▶ **WRITTEN INSTRUCTION**:
Extract the listing below in full, unchanged.

# START OF RECORD SET

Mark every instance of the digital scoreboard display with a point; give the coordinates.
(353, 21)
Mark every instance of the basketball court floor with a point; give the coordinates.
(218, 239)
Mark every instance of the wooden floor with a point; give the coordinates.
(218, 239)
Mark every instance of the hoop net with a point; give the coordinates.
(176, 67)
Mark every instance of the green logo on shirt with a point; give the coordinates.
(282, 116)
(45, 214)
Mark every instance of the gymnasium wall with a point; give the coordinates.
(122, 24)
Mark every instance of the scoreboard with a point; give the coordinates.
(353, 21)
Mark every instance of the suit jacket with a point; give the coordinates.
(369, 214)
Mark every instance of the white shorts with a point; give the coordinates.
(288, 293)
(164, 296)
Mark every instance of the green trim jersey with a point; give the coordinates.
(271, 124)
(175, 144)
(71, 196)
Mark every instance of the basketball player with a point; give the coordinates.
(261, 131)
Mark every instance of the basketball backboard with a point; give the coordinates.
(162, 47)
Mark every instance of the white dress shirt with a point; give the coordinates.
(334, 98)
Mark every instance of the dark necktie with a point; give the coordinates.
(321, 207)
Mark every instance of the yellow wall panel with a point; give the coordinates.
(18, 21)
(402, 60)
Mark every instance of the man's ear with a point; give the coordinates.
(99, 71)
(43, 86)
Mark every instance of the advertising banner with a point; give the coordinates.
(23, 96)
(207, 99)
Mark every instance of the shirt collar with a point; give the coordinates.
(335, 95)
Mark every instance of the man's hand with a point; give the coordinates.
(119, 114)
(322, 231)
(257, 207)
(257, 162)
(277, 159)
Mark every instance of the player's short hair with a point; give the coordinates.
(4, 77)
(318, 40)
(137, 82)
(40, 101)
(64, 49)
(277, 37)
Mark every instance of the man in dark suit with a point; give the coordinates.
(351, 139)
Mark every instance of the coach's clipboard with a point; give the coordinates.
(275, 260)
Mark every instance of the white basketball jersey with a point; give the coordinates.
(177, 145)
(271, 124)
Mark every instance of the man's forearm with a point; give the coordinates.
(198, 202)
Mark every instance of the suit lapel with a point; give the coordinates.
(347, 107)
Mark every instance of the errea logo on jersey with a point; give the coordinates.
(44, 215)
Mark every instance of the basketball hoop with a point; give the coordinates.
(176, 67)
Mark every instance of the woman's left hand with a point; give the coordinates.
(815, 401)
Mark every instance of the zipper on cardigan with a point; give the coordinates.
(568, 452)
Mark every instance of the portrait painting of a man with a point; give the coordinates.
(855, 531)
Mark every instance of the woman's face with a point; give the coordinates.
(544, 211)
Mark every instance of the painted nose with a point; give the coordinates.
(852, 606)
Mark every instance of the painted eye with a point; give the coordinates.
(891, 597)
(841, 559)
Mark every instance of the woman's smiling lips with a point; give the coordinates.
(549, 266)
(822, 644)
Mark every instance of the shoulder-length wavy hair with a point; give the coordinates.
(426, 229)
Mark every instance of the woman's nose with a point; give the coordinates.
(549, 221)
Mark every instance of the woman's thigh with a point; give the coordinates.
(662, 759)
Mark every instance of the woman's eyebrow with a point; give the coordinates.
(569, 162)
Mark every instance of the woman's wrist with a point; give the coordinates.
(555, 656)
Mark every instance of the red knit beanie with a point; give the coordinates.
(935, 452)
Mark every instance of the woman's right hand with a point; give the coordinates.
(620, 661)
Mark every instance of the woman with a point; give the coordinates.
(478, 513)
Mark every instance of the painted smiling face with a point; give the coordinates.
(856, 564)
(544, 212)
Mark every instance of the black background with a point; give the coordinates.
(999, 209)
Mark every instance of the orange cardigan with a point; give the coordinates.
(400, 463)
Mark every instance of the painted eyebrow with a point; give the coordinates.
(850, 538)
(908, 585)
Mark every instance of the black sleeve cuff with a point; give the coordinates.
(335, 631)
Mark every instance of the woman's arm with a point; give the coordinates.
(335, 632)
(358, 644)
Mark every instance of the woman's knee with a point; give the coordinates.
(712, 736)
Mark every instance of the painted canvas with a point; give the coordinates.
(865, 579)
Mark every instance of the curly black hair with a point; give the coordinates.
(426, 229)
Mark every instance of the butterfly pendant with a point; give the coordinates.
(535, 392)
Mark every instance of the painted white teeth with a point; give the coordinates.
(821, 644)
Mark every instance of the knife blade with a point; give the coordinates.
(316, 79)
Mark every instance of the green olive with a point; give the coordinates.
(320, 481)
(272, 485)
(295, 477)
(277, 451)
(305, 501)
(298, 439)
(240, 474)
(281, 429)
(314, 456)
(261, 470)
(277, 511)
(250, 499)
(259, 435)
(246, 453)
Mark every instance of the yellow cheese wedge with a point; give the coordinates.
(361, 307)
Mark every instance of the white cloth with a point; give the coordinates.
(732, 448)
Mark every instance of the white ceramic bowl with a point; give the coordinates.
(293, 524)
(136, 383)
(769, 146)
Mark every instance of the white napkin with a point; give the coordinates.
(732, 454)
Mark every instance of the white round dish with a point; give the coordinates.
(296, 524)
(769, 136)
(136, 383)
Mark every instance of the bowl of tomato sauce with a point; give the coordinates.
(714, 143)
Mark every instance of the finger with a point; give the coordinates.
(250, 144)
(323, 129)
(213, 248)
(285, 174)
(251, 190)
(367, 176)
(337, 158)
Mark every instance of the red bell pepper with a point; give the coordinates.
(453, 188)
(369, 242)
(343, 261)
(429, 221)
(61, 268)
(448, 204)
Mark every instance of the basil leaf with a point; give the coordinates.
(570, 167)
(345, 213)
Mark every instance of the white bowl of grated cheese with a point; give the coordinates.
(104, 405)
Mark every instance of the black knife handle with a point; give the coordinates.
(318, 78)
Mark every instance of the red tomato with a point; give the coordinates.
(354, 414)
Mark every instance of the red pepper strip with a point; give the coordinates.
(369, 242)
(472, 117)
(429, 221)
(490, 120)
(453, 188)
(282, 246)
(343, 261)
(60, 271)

# END OF RECORD SET

▶ **WRITTEN ANSWER**:
Mark every instance of the digital scoreboard display with a point; give the coordinates.
(353, 21)
Mark every instance of the basketball court floor with a point; give the coordinates.
(218, 239)
Mark every instance of the wooden floor with a point; give the coordinates.
(218, 239)
Mark every instance of the hoop net with a point; give the coordinates.
(176, 67)
Mark every instance of the green logo on shirt with a point; give the coordinates.
(282, 116)
(45, 214)
Mark every instance of the gymnasium wall with a point; give the coordinates.
(122, 24)
Mark every instance of the scoreboard with a point; give the coordinates.
(353, 21)
Mark every instance of the suit jacket with a point; give the coordinates.
(369, 214)
Mark every instance of the white shorts with a point; give the coordinates.
(288, 293)
(164, 296)
Mark every instance of the green trim jersey with a point; give the coordinates.
(271, 124)
(175, 144)
(71, 196)
Mark every instance of the basketball player with a point; give the coordinates.
(261, 131)
Mark every instance of the basketball backboard with a point; give the coordinates.
(162, 47)
Mark every instance of the white dress shirt with a point; give the coordinates.
(334, 98)
Mark every instance of the dark necktie with a point; give the coordinates.
(321, 207)
Mark every instance of the yellow wall panel with a point; give the coordinates.
(18, 21)
(402, 60)
Mark every instance of the man's ear with a point; give the coordinates.
(99, 71)
(43, 86)
Mark every instance of the advertising banner with a point; give the coordinates.
(23, 96)
(207, 99)
Mark every instance of the shirt collar with a point; give the coordinates.
(335, 95)
Mark every instance of the man's hand with a point; give the coordinates.
(119, 114)
(322, 231)
(257, 207)
(257, 162)
(277, 159)
Mark every instance of the player's short hair with a point; give the coordinates.
(4, 77)
(318, 40)
(137, 82)
(40, 101)
(64, 49)
(277, 37)
Mark every instance of the man in dark suit with a point; give the coordinates.
(351, 139)
Mark every instance of the coach's clipboard with a point; give the coordinates.
(275, 260)
Mark every instance of the white basketball jersey with a point; give the coordinates.
(177, 145)
(271, 124)
Mark every instance of the man's forearm with a point; give the coordinates.
(198, 202)
Mark every instance of the suit lapel with a point; give the coordinates.
(347, 107)
Mark every instance of the errea logo on jersey with a point; give the coordinates.
(44, 215)
Mark every instance of the basketball hoop with a point; give the coordinates.
(176, 67)
Mark every instance of the woman's left hand with a point; give the coordinates.
(815, 401)
Mark every instance of the zipper on cardigan with a point; give the coordinates.
(568, 452)
Mark every instance of the portrait painting of a man with a point; give the coordinates.
(855, 531)
Mark every instance of the woman's face with a point; give the coordinates.
(544, 211)
Mark every instance of the painted nose with a point; give the coordinates.
(852, 606)
Mark every instance of the painted eye with a point; give the coordinates.
(891, 597)
(841, 559)
Mark every instance of the woman's smiling lips with a point; give the coordinates.
(549, 266)
(822, 644)
Mark every instance of the shoulder-length wavy hair with a point; give the coordinates.
(426, 229)
Mark every instance of the woman's nose with a point; give the coordinates.
(549, 221)
Mark every instance of the woman's thigh with a point; give the coordinates.
(662, 759)
Mark every instance of the woman's eyebrow with a point; give the coordinates.
(569, 162)
Mark every instance of the woman's wrist with a point; give the coordinates.
(555, 656)
Mark every instance of the red knit beanie with a point; give the coordinates.
(935, 452)
Mark every instance of the woman's right hand with a point; give the coordinates.
(620, 661)
Mark every instance of the woman with a point; give the coordinates.
(478, 513)
Mark every instance of the painted smiling face with a point; give the coordinates.
(856, 564)
(544, 212)
Mark every instance of the black background with a point; give the coordinates.
(999, 209)
Mark every instance of the orange cardigan with a point; give the coordinates.
(400, 463)
Mark every instance of the painted eyebrow with a point; give the coordinates.
(850, 538)
(908, 585)
Mark every instance of the black sleeve cuff with a point; give the coordinates.
(335, 631)
Mark every instance of the woman's arm with a point; give the coordinates.
(335, 632)
(358, 644)
Mark every instance of the woman's knee with a point; give the coordinates.
(712, 736)
Mark every instance of the painted canvas with a point; give the coordinates.
(865, 579)
Mark every instance of the curly black hair with a point; give the coordinates.
(426, 229)
Mark every instance of the butterfly pendant with a point; give the coordinates.
(535, 392)
Mark every instance of the painted white teeth with a point; give the coordinates.
(821, 644)
Mark every instance of the knife blade with a point; give the coordinates.
(316, 79)
Mark every instance of the green olive with a point; give the coordinates.
(320, 481)
(272, 485)
(295, 477)
(277, 451)
(305, 501)
(298, 439)
(240, 474)
(281, 429)
(314, 456)
(261, 470)
(277, 511)
(250, 499)
(259, 435)
(246, 453)
Mark every instance of the yellow cheese wedge with a point; give the coordinates.
(361, 307)
Mark every instance of the white cloth with a point; give the coordinates.
(732, 448)
Mark every instance of the white ceramic bowl with a point; give the coordinates.
(293, 524)
(136, 383)
(769, 146)
Mark every instance of the white napkin with a point; give the coordinates.
(732, 454)
Mark every instance of the white round dish with a point; give the coordinates.
(296, 524)
(769, 136)
(136, 383)
Mark every instance of the bowl of tomato sauce with a point; give the coordinates.
(714, 143)
Mark every instance of the finger with a point; give the coordinates.
(250, 144)
(323, 129)
(213, 248)
(285, 174)
(251, 190)
(367, 176)
(337, 158)
Mark every instance of the red bell pepper with a point; give the coordinates.
(453, 188)
(369, 242)
(343, 261)
(429, 221)
(61, 268)
(448, 204)
Mark every instance of the basil leaf with a point; give the coordinates.
(570, 167)
(345, 213)
Mark every instance of the white bowl of grated cheese with a point; give the coordinates.
(104, 405)
Mark every instance of the black knife handle with a point; give the coordinates.
(318, 78)
Mark every instance of the red tomato with a point; give the coordinates.
(354, 414)
Mark every instance of the red pepper strip with a point; give the coordinates.
(369, 242)
(472, 117)
(429, 221)
(490, 120)
(453, 188)
(282, 246)
(343, 261)
(60, 271)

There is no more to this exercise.